### [SUPPLIED PASSAGE]

* * *

I just finished the first draft of my first novel. I was wondering if you had any tips on seconds drafts. What do you usually focus on and look for when you rework your first drafts?

First of all, congratulations!  Finishing an entire novel is something to be proud of.

I have developed a process through several books.  This is what I do:

1. I put away the MS for at least two weeks (usually 3-4 weeks).  It is tempting, but I don’t look at it at all.  Then, I go through and do a quick clean up.  This is mostly catching missing words and horrible typos.  Writing at 3:00 AM always provides some humorous errors (sell phone instead of cell phone…or the scandalous: pubic instead of public…yeah, that happened).

2. It is at this point I hand a hard-copy of the MS over to some trusted beta readers.  Their job is to give me general content comments.  How is the pacing? Is it confusing anywhere? I specifically ask them to poke holes in anything they can.  I try to make sure that I give it to both male and female beta readers.  My readers are usually teachers, but I specifically pick non-English teachers,as well as, English teachers. You need math/science people that can look at your work from a different angle.

* * *

### [WHAT TO PRODUCE]
Write down, word for word, the stretch of the advice on second drafts from "I just finished" through "public…yeah, that happened).". Work only from the advice on second drafts; nothing else should be used.

[Data items]
* * *

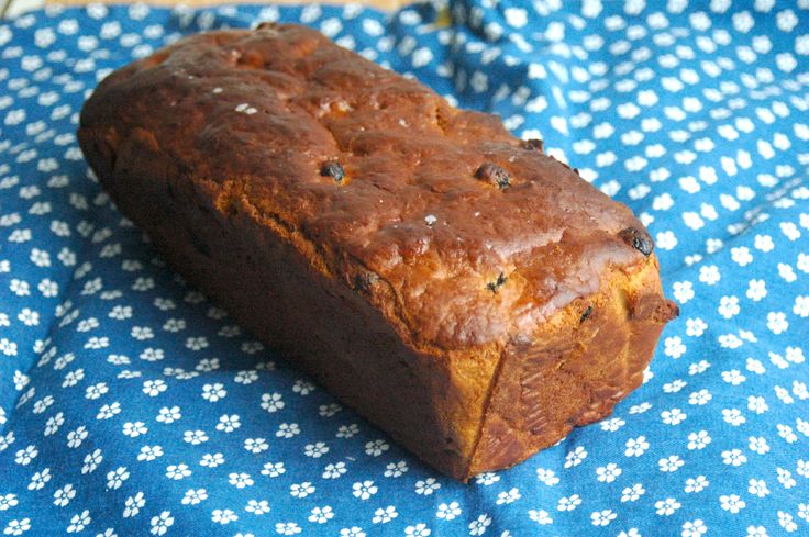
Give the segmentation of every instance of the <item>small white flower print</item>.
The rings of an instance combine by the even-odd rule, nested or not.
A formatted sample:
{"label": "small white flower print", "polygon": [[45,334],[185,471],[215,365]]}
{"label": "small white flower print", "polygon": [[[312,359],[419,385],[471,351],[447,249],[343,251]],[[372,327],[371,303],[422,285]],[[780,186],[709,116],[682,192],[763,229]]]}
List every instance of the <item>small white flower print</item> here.
{"label": "small white flower print", "polygon": [[266,500],[248,500],[244,511],[256,516],[265,515],[269,513],[269,502]]}
{"label": "small white flower print", "polygon": [[143,383],[143,393],[151,398],[155,398],[168,390],[168,385],[163,380],[147,380]]}
{"label": "small white flower print", "polygon": [[488,486],[490,484],[495,484],[498,481],[500,481],[500,476],[498,476],[495,472],[484,472],[484,473],[478,474],[475,478],[475,483],[483,484],[483,485],[486,485],[486,486]]}
{"label": "small white flower print", "polygon": [[590,523],[594,526],[608,526],[617,516],[612,510],[597,511],[590,514]]}
{"label": "small white flower print", "polygon": [[556,510],[574,511],[579,505],[581,505],[581,497],[578,494],[573,494],[570,496],[559,497],[559,501],[556,503]]}
{"label": "small white flower print", "polygon": [[87,456],[85,456],[85,465],[81,467],[81,473],[92,473],[102,460],[103,456],[101,455],[100,449],[96,449],[91,454],[87,454]]}
{"label": "small white flower print", "polygon": [[662,472],[676,472],[683,465],[685,465],[685,461],[676,455],[671,455],[657,461],[657,466]]}
{"label": "small white flower print", "polygon": [[407,537],[428,537],[432,534],[432,530],[426,527],[426,524],[419,523],[414,526],[408,526],[404,528],[404,535]]}
{"label": "small white flower print", "polygon": [[245,472],[233,472],[228,476],[228,482],[236,489],[244,489],[245,486],[253,486],[255,481]]}
{"label": "small white flower print", "polygon": [[747,419],[742,415],[742,411],[739,409],[723,409],[722,410],[722,418],[725,423],[729,423],[731,425],[739,426],[745,423]]}
{"label": "small white flower print", "polygon": [[182,505],[197,505],[208,500],[208,491],[204,489],[188,489],[180,501]]}
{"label": "small white flower print", "polygon": [[553,524],[553,518],[551,518],[551,515],[545,510],[529,510],[528,517],[540,526]]}
{"label": "small white flower print", "polygon": [[607,466],[598,467],[596,469],[597,479],[602,483],[613,482],[622,472],[623,471],[614,462],[610,462]]}
{"label": "small white flower print", "polygon": [[368,500],[370,496],[377,493],[379,490],[373,481],[363,481],[362,483],[354,483],[352,485],[354,497],[359,500]]}
{"label": "small white flower print", "polygon": [[325,445],[323,441],[318,441],[315,444],[307,444],[303,447],[303,455],[307,457],[312,457],[314,459],[318,459],[325,454],[329,452],[329,446]]}
{"label": "small white flower print", "polygon": [[784,486],[785,489],[791,489],[797,484],[795,481],[795,478],[793,478],[793,473],[780,467],[776,467],[775,469],[776,473],[778,474],[778,482]]}
{"label": "small white flower print", "polygon": [[275,525],[276,533],[280,535],[296,535],[301,533],[300,526],[293,522],[279,522]]}
{"label": "small white flower print", "polygon": [[685,491],[688,494],[695,493],[695,492],[702,492],[710,482],[706,479],[705,476],[697,476],[696,478],[688,478],[686,480],[686,486]]}
{"label": "small white flower print", "polygon": [[90,522],[92,522],[92,518],[90,517],[90,512],[88,510],[85,510],[70,518],[70,525],[67,526],[67,533],[79,533],[85,529],[90,524]]}
{"label": "small white flower print", "polygon": [[208,338],[207,337],[188,337],[186,338],[186,348],[190,350],[202,350],[203,348],[208,348]]}
{"label": "small white flower print", "polygon": [[171,406],[170,409],[167,406],[164,406],[163,409],[160,409],[155,419],[168,425],[170,423],[178,421],[180,417],[182,417],[182,414],[180,414],[179,406]]}
{"label": "small white flower print", "polygon": [[[389,466],[389,465],[388,465]],[[348,469],[345,468],[345,462],[330,462],[325,466],[323,469],[322,478],[323,479],[337,479],[341,476],[343,476],[345,472],[347,472]],[[385,474],[387,476],[387,471]]]}
{"label": "small white flower print", "polygon": [[280,393],[265,393],[262,395],[262,409],[273,413],[284,409],[285,403]]}
{"label": "small white flower print", "polygon": [[509,491],[503,491],[497,495],[497,505],[508,505],[510,503],[514,503],[519,499],[521,499],[522,495],[520,494],[519,489],[511,488]]}
{"label": "small white flower print", "polygon": [[143,496],[143,492],[126,497],[124,501],[123,517],[129,518],[137,515],[144,505],[146,505],[146,499]]}
{"label": "small white flower print", "polygon": [[469,535],[484,535],[486,528],[491,525],[491,517],[487,514],[478,515],[477,519],[469,523]]}
{"label": "small white flower print", "polygon": [[444,521],[454,521],[461,515],[461,505],[457,502],[442,503],[435,512],[435,516]]}
{"label": "small white flower print", "polygon": [[309,515],[309,522],[313,522],[317,524],[325,524],[331,518],[334,517],[334,512],[332,508],[326,505],[325,507],[312,507],[312,511],[310,511]]}
{"label": "small white flower print", "polygon": [[417,494],[429,496],[439,489],[441,489],[441,483],[439,483],[435,478],[426,478],[425,480],[419,480],[415,482]]}
{"label": "small white flower print", "polygon": [[627,457],[640,457],[649,449],[649,441],[645,436],[630,438],[627,440],[627,450],[623,452]]}
{"label": "small white flower print", "polygon": [[[353,438],[358,433],[359,433],[359,426],[353,423],[351,425],[341,425],[340,427],[337,427],[337,432],[334,436],[336,436],[337,438]],[[375,452],[375,450],[372,451],[372,454]],[[368,454],[368,455],[372,455],[372,454]]]}
{"label": "small white flower print", "polygon": [[111,490],[120,489],[124,481],[130,477],[126,467],[118,467],[115,470],[107,473],[107,488]]}
{"label": "small white flower print", "polygon": [[269,449],[269,444],[264,438],[247,438],[244,440],[244,449],[252,454],[261,454]]}
{"label": "small white flower print", "polygon": [[36,446],[27,446],[25,449],[20,449],[14,456],[14,462],[18,465],[26,466],[36,458],[38,451]]}
{"label": "small white flower print", "polygon": [[769,488],[767,488],[767,483],[763,479],[751,479],[749,483],[747,492],[754,496],[764,497],[769,494]]}
{"label": "small white flower print", "polygon": [[304,380],[296,380],[292,385],[292,391],[300,395],[309,395],[314,391],[314,384]]}
{"label": "small white flower print", "polygon": [[681,504],[673,497],[661,500],[658,502],[655,502],[654,504],[656,513],[661,516],[669,516],[674,514],[675,511],[680,508],[680,506]]}
{"label": "small white flower print", "polygon": [[152,535],[165,535],[171,525],[174,525],[174,517],[170,511],[164,511],[157,516],[153,516],[149,521],[152,525]]}
{"label": "small white flower print", "polygon": [[126,422],[123,424],[123,434],[136,438],[148,433],[148,427],[143,422]]}
{"label": "small white flower print", "polygon": [[632,486],[627,486],[621,492],[621,502],[634,502],[639,500],[643,494],[646,493],[646,490],[643,488],[641,483],[635,483]]}
{"label": "small white flower print", "polygon": [[798,525],[795,523],[793,515],[784,511],[778,511],[778,524],[788,533],[793,533],[798,529]]}
{"label": "small white flower print", "polygon": [[166,467],[166,477],[168,479],[173,480],[180,480],[184,478],[187,478],[191,474],[191,470],[189,470],[188,465],[179,463],[179,465],[169,465]]}
{"label": "small white flower print", "polygon": [[224,456],[222,454],[204,454],[199,461],[200,466],[206,468],[217,468],[224,463]]}
{"label": "small white flower print", "polygon": [[573,451],[568,451],[565,456],[565,468],[573,468],[580,465],[587,458],[587,451],[584,447],[578,446]]}
{"label": "small white flower print", "polygon": [[242,422],[240,422],[240,417],[237,414],[223,414],[219,418],[219,423],[217,424],[217,430],[221,430],[223,433],[233,433],[239,427],[242,426]]}
{"label": "small white flower print", "polygon": [[213,510],[211,512],[211,521],[223,526],[237,519],[239,515],[231,510]]}
{"label": "small white flower print", "polygon": [[711,437],[707,430],[688,434],[688,449],[703,449],[711,443]]}
{"label": "small white flower print", "polygon": [[[222,423],[222,418],[220,418],[220,423]],[[191,446],[198,446],[204,441],[208,441],[208,435],[204,430],[186,430],[185,433],[182,433],[182,441],[186,441]]]}
{"label": "small white flower print", "polygon": [[309,494],[312,494],[314,490],[315,489],[312,486],[312,483],[304,481],[302,483],[293,483],[289,488],[289,494],[292,497],[307,497]]}
{"label": "small white flower print", "polygon": [[219,382],[213,384],[204,384],[202,387],[202,399],[210,403],[224,399],[228,395],[228,390],[224,389],[224,384]]}
{"label": "small white flower print", "polygon": [[672,409],[671,411],[663,411],[661,413],[661,418],[666,425],[679,425],[686,417],[688,417],[686,413],[679,409]]}
{"label": "small white flower print", "polygon": [[379,457],[388,449],[390,449],[390,446],[385,440],[373,440],[365,444],[365,454],[373,457]]}
{"label": "small white flower print", "polygon": [[697,518],[696,521],[688,521],[683,524],[683,533],[680,535],[683,537],[701,537],[706,532],[708,532],[708,526],[701,519]]}
{"label": "small white flower print", "polygon": [[31,529],[31,518],[14,518],[12,521],[9,521],[5,529],[3,529],[3,534],[18,536],[24,534],[29,529]]}
{"label": "small white flower print", "polygon": [[[70,503],[70,500],[74,497],[76,497],[76,489],[68,483],[60,489],[56,489],[56,492],[54,492],[54,505],[57,507],[64,507]],[[2,511],[2,508],[0,508],[0,511]]]}
{"label": "small white flower print", "polygon": [[277,478],[285,473],[287,469],[284,467],[284,462],[267,462],[262,469],[262,476],[268,476],[270,478]]}
{"label": "small white flower print", "polygon": [[719,503],[724,511],[736,514],[746,506],[744,500],[740,499],[736,494],[721,495],[719,496]]}
{"label": "small white flower print", "polygon": [[403,476],[407,471],[408,463],[403,460],[400,460],[398,462],[388,462],[388,466],[385,468],[385,477],[398,478],[400,476]]}

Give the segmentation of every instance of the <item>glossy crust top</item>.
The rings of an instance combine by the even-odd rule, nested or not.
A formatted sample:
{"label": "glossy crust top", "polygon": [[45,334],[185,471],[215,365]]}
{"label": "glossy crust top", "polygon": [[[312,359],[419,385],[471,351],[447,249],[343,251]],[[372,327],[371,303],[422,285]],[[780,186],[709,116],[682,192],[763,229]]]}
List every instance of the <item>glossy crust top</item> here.
{"label": "glossy crust top", "polygon": [[415,347],[501,347],[651,254],[624,205],[499,118],[303,26],[184,38],[90,101],[82,127],[167,152],[222,211],[247,200]]}

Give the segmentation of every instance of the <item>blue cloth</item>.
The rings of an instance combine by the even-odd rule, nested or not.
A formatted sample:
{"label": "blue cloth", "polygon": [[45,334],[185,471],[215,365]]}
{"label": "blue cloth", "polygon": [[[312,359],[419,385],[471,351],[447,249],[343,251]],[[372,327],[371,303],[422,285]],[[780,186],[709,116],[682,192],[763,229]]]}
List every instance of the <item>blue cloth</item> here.
{"label": "blue cloth", "polygon": [[[3,535],[809,535],[807,9],[91,5],[3,23]],[[77,147],[84,98],[182,34],[259,20],[499,113],[649,225],[683,313],[612,417],[453,482],[241,331],[111,206]]]}

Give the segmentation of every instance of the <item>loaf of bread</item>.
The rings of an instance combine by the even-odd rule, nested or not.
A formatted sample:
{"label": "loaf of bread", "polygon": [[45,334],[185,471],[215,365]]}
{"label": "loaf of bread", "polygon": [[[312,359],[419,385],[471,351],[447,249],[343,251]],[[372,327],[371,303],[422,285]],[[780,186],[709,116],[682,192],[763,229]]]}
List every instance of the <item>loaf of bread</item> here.
{"label": "loaf of bread", "polygon": [[628,208],[310,29],[184,38],[78,135],[177,271],[461,480],[608,415],[677,315]]}

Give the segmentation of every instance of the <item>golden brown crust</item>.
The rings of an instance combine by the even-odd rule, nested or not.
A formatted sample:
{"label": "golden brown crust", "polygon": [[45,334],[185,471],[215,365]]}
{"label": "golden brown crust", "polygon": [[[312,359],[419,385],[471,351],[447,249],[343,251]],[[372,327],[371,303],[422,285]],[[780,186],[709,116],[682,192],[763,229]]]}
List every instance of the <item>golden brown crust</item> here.
{"label": "golden brown crust", "polygon": [[[301,26],[200,34],[115,71],[79,139],[179,271],[461,479],[608,413],[672,314],[625,206]],[[562,356],[583,373],[546,368]],[[551,381],[591,388],[554,409],[531,395]],[[528,395],[499,410],[514,383]]]}

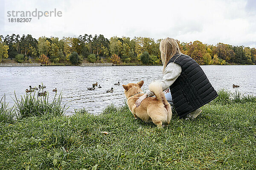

* * *

### [WRITTEN RESPONSE]
I just finished the first draft of my first novel. I was wondering if you had any tips on seconds drafts. What do you usually focus on and look for when you rework your first drafts?

First of all, congratulations!  Finishing an entire novel is something to be proud of.

I have developed a process through several books.  This is what I do:

1. I put away the MS for at least two weeks (usually 3-4 weeks).  It is tempting, but I don’t look at it at all.  Then, I go through and do a quick clean up.  This is mostly catching missing words and horrible typos.  Writing at 3:00 AM always provides some humorous errors (sell phone instead of cell phone…or the scandalous: pubic instead of public…yeah, that happened).